On one sunny weekend in March some time ago, 61,500 people packed into a massive convention centre paying $49-$499 to listen to America’s self-proclaimed best business minds including Tony Robbins, Robert Kiyosaki (rich dad, poor dad author), and Donald Trump. The mood was energetic and the attendees were, at many times, screaming in joy when the speakers took the stage. People were pumped up as if they were going to watch the Stanley Cup ceremony where the Leafs won it all – the atmosphere was ballistic to say the least. Welcome to the Learning Annex's Real Estate Wealth Expo.
This travelling circus went from city to
city telling crowds the following: “in one weekend you can be a millionaire”,
“do whatever it takes to get onto the real-estate ladder”, “the best way to
build wealth is through real-estate”, and my absolute favourite, “real estate
can only go up from here”. The clowns cleverly reached
people’s inner FOMO (fear of missing
out) and exploited it to the max while collecting fat speaker fees.
Carol Lloyd attended this event and was
rather mystified by the whole spectacle. It was pandemonium and the crowds were
eating up this “education” like candy. She later wrote, “why now that interest
rates are rising and homeownership rates are at an all-time high and savings at
an all-time low? Why would over 61,000 people in one of the most overpriced
housing markets in the world spend good money to learn about real estate
investing?”
Ms. Lloyd inferred something big was on
the horizon as the warning signs were all flashing red. Rising cost of money, all-time high ownership
rate, savings rate at an all time low, and personal debt up the wazoo. This was
March 2006 in California just months before the real-estate tsunami was about
to make landfall and crush the American dream for so many.
“Guess who’s back” – Eminem
Anyone who has taken public transportation
in this city has likely seen the following ad:
This all-star event featured Tony Robbins,
an HGTV actor, some guy from Dragon’s Den, the “king of real-estate” a realtor
by the name of Daryl King and Canada’s #1 real-estate investor, Pit Bull (he
likely does not own any real-estate in this country).
Tickets for this world class educational
program ranged from $49-$2499 which is good considering the one’s that took
place in the states before their real-estate implosion were priced in US
dollars. I would imagine the $2499
package included some favours of an R-rated nature.
As much as I wanted to attend this event
(no sarcasm this time), I had a big run that day and skipped out. I regret few
things in my life such as the time I missed a Metallica concert back while I
was in undergrad, refusing to drink ice caps from Tim Horton’s for two years
because an ex-girlfriend really liked them and once ordering sushi a la carte
when there was an all-you-can-eat option.
I would like to add missing this affair to the list.

Dataset items:
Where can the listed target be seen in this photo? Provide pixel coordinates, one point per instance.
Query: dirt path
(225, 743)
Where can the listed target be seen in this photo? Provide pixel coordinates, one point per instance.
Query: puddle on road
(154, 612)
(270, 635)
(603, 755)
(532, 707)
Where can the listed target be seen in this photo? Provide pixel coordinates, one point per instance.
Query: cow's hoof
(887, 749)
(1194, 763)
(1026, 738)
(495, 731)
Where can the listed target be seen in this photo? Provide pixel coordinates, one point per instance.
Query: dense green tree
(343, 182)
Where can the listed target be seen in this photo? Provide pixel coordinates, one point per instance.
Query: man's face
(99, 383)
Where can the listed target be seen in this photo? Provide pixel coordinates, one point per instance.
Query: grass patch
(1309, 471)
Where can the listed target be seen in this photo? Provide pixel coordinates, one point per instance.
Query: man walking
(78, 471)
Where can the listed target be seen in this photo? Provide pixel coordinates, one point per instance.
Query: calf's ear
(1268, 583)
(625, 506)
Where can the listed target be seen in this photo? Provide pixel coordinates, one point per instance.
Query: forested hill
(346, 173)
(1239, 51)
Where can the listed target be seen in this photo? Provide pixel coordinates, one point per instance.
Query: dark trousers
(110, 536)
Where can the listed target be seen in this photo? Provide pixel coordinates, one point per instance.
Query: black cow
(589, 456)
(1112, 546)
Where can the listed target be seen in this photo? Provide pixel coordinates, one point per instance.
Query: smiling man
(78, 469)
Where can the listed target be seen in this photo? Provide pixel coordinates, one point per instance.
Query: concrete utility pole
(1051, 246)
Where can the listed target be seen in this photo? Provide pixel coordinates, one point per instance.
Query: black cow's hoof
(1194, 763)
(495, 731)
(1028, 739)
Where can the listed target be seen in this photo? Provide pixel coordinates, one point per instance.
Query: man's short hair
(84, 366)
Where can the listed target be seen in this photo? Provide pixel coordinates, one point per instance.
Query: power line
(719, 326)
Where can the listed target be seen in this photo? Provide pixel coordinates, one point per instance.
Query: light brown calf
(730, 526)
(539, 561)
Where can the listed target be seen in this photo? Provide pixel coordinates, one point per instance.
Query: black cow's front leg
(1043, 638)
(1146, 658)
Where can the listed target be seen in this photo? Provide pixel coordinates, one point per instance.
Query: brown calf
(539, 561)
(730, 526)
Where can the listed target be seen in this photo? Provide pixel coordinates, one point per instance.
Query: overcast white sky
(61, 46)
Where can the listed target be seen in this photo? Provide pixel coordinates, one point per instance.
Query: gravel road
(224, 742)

WHAT IS ASKED:
(1) For each statement (a), (b), (c), say whether the real-estate expo post agrees with it, answering yes or no and quoting the words of the post that settle it. (a) The Real Estate Wealth Expo drew 61,500 people. (b) Tickets for the event advertised on public transportation cost between $49 and $499. (c) The author attended the event advertised on public transportation.
(2) Edit the real-estate expo post from "On one sunny" down to "Estate Wealth Expo.", and replace "convention centre" with "arena".

RESPONSES:
(1)
(a) Yes: "61,500 people packed into a massive convention centre"
(b) No: "Tickets for this world class educational program ranged from $49-$2499"
(c) No: "I had a big run that day and skipped out"

(2)
On one sunny weekend in March some time ago, 61,500 people packed into a massive arena paying $49-$499 to listen to America’s self-proclaimed best business minds including Tony Robbins, Robert Kiyosaki (rich dad, poor dad author), and Donald Trump. The mood was energetic and the attendees were, at many times, screaming in joy when the speakers took the stage. People were pumped up as if they were going to watch the Stanley Cup ceremony where the Leafs won it all – the atmosphere was ballistic to say the least. Welcome to the Learning Annex's Real Estate Wealth Expo.